WHAT THE EXERCISE ASKS:
Put all the items below into a two-column CSV with the header text,answer and one row per item, holding the item's text and its answer. Wrap every field in double quotes, and replace any line breaks inside a field with spaces.
──────── EXERCISE MATERIALS ────────
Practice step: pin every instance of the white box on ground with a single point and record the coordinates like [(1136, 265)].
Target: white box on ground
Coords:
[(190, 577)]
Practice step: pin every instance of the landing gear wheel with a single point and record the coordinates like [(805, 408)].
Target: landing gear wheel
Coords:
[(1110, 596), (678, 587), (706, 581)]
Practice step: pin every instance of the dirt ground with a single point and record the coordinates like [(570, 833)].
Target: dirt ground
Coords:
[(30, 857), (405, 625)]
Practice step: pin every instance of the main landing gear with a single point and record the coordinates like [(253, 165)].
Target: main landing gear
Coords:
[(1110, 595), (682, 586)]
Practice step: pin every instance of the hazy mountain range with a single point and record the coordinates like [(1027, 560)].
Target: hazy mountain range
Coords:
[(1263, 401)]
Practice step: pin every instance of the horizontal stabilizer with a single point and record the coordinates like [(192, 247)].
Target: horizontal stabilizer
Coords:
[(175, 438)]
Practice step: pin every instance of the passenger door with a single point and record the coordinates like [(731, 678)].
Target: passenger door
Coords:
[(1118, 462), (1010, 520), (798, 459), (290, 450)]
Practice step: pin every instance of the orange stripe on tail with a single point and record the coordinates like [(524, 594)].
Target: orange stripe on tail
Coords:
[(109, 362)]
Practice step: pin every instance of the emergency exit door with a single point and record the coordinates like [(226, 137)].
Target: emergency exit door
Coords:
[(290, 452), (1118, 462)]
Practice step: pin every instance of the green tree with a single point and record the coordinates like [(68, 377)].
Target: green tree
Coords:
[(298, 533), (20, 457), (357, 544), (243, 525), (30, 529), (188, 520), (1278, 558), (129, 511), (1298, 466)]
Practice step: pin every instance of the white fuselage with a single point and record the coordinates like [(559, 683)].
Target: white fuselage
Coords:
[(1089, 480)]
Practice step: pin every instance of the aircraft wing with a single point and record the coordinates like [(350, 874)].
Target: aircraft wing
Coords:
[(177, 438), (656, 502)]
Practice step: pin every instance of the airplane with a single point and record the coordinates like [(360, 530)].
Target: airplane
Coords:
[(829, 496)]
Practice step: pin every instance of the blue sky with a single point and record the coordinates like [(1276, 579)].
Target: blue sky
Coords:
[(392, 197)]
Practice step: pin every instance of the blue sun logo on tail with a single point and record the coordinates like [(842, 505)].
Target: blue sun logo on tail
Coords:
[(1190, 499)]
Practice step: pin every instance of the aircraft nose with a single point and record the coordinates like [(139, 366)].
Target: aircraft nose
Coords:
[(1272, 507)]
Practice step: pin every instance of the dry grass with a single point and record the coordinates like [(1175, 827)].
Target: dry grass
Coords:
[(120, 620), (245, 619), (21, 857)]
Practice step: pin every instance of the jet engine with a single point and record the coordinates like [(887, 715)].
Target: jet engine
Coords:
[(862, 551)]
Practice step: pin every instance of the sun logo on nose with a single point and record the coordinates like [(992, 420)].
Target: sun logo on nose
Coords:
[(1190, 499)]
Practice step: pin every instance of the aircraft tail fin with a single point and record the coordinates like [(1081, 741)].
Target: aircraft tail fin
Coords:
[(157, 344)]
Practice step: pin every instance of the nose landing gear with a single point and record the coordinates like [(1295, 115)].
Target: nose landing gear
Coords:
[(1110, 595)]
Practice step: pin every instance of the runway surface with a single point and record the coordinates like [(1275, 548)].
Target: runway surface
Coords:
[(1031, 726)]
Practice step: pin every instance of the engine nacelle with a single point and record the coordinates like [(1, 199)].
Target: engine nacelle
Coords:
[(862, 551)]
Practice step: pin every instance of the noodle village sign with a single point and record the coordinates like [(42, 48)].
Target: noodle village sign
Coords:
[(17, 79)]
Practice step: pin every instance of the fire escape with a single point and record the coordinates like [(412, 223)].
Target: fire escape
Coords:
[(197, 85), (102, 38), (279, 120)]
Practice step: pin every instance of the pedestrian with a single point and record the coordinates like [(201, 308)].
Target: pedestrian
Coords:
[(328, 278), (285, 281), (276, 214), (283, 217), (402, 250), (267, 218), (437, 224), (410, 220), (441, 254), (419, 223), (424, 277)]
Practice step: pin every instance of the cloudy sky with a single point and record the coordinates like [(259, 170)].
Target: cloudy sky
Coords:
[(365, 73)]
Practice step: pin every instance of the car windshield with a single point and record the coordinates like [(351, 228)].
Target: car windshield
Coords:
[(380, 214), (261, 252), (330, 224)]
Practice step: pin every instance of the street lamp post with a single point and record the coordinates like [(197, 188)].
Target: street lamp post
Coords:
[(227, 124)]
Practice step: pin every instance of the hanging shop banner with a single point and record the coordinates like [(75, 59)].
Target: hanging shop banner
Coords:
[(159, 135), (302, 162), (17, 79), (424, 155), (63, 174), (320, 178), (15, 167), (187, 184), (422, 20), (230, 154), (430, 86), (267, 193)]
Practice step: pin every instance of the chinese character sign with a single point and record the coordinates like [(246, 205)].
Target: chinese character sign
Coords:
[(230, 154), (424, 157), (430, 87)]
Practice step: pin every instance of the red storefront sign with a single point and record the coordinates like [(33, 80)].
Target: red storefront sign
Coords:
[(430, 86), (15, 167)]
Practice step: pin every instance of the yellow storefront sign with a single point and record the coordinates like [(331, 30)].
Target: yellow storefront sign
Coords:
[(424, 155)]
────────
RESULT BELOW:
text,answer
"Practice step: pin every instance of the white box on ground with a single point and record the coordinates like [(1136, 265)]. Target: white box on ground Coords:","[(190, 577)]"
"Practice step: pin every instance of the landing gear wheel with a single point and record the coordinates like [(805, 408)]. Target: landing gear wheel Coords:","[(1110, 596), (678, 587), (706, 581)]"
"Practice step: pin every instance of the dirt ground with a single point and record the coordinates like [(570, 833)]. Target: dirt ground Coords:","[(30, 857), (405, 625)]"
"Practice step: pin every instance of the main landing gear with a single point and record the coordinates like [(253, 165)]. Target: main landing gear Coords:","[(1110, 595), (682, 586)]"
"Practice step: pin every instance of the hazy mountain range with a single point and record the coordinates like [(1027, 560)]. Target: hazy mountain range Coords:","[(1263, 401)]"
"Practice step: pin every instance of the horizontal stabilizer with a single point and record the coordinates like [(192, 247)]. Target: horizontal stabilizer Coords:","[(175, 438)]"
"Practice step: pin every instance of the passenger door with a single point and record the coordinates like [(731, 678)]. Target: passenger door Coords:","[(1118, 462), (1010, 520), (798, 459), (290, 450)]"
"Practice step: pin every instance of the orange stripe on tail with a single point and record the coordinates like [(524, 594)]. Target: orange stripe on tail Coords:","[(109, 362)]"
"Practice step: pin every instance of the emergency exit door with a single point and record the coordinates like [(226, 137)]. Target: emergency exit door Coords:","[(290, 452), (1118, 462)]"
"Practice step: pin every instance of the green tree with a single point and record the coordinates like [(68, 377)]. Target: green tree Coords:","[(298, 533), (20, 457), (357, 544), (243, 525), (30, 529), (188, 520), (1278, 558), (129, 511), (1298, 466)]"
"Practice step: pin every instance of the white fuselage with a single point and record the coordinates like [(559, 683)]. Target: white fuselage Coords:","[(1089, 480)]"
"Practice step: pin every instance of the aircraft wing with a single point and record the coordinates like [(350, 874)]. Target: aircraft wing Coords:","[(177, 438), (656, 502)]"
"Practice step: pin every instance of the airplane with a single point and record the coordinates like [(360, 530)]. Target: airplane Coords:","[(829, 496)]"
"Practice step: pin every instance of the blue sky with a single point and record the coordinates like [(1276, 579)]. Target: blue sky Coords:","[(392, 197)]"
"Practice step: pin every instance of the blue sun logo on tail with a single point and record the coordinates like [(842, 505)]. Target: blue sun logo on tail Coords:","[(1190, 499)]"
"Practice step: pin every instance of the aircraft nose with a single point and record the coordinates like [(139, 366)]. Target: aircraft nose Coords:","[(1272, 507)]"
"Practice step: pin every instance of the dry grass with a single point and record the coordinates like [(1175, 827)]. Target: dry grass Coords:","[(120, 620), (245, 619), (21, 857)]"
"Practice step: pin every instance of the jet engine with a single point and record the coordinates like [(887, 715)]. Target: jet engine Coords:","[(862, 551)]"
"Practice step: pin every instance of the sun logo on nose with a single point and record the coordinates like [(992, 420)]. Target: sun logo on nose Coords:","[(1190, 499)]"
"Practice step: pin every instance of the aircraft tail fin with a single point and record the coordinates like [(1081, 741)]. Target: aircraft tail fin Coords:","[(157, 344)]"
"Practice step: pin every instance of the nose landing gear with a single point and record the coordinates like [(1295, 115)]. Target: nose landing gear Coords:","[(1110, 595)]"
"Practice step: pin every instance of the runway surface with a single point and record the coordinates like [(1275, 548)]. Target: runway surface Coords:","[(1031, 726)]"
"Practice step: pin every instance of the engine nacelle with a single point and record the coordinates like [(1, 199)]. Target: engine nacelle Coords:","[(862, 551)]"
"Practice step: pin every instance of the noodle village sign with a single point and record the coordinates like [(42, 48)]. Target: noodle village sign Coords:","[(17, 79)]"
"Practice step: pin every instance of the fire escape with a single point and record the coordinates like [(412, 223)]. Target: fire escape Coords:","[(197, 85), (102, 38), (279, 120)]"
"Practice step: pin every instance of the pedestrian with a single point and record the coordinates like [(201, 308)]. Target: pedestrian Coords:","[(328, 278), (285, 281), (276, 214), (283, 217), (402, 250), (267, 218), (437, 224), (410, 220), (441, 254), (419, 223), (424, 277)]"
"Practice step: pin every instance of the cloudy sky with a single point and record the coordinates like [(259, 170)]. Target: cloudy sky Coords:","[(365, 73)]"
"Practice step: pin every instance of the car windshield with a single point and record the coordinates like [(351, 228)]. Target: car windshield Coords:","[(380, 214), (261, 252), (330, 224)]"
"Practice step: pin every instance of the street lamp post with a single point and record the coordinates like [(197, 188)]. Target: street lamp post Coords:","[(227, 124)]"
"Practice step: pin every instance of the hanging shop banner with a single point and record the coordinates like [(75, 59)]. Target: hanging shop banner Coords:","[(159, 135), (302, 162), (17, 79), (424, 155), (63, 174), (320, 178), (15, 167), (187, 184), (422, 20), (230, 154), (430, 86), (267, 193)]"
"Practice step: pin every instance of the chinese character sign with a single point and record the coordinates like [(246, 205)]. Target: chinese character sign Coords:","[(230, 154), (424, 157), (430, 87)]"
"Practice step: pin every instance of the red storefront sign with a single point and record the coordinates like [(33, 80)]. Target: red storefront sign Coords:","[(430, 86), (15, 167)]"
"Practice step: pin every instance of the yellow storefront sign with a single point and record the coordinates like [(331, 30)]. Target: yellow storefront sign Coords:","[(424, 155)]"